EXERCISE OBJECTIVE — Every line from the one with "Output bounding boxes" through the end of the records below should be restated word for word, and nothing outside that span.
** INFORMATION follows **
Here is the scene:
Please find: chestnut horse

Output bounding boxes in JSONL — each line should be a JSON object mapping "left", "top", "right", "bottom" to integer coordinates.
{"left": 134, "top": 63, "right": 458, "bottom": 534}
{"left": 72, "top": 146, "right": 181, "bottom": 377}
** End of INFORMATION **
ANSWER TO THIS TASK —
Output bounding boxes in JSONL — each line should be a JSON object mapping "left", "top", "right", "bottom" to integer coordinates.
{"left": 134, "top": 63, "right": 458, "bottom": 534}
{"left": 72, "top": 146, "right": 181, "bottom": 377}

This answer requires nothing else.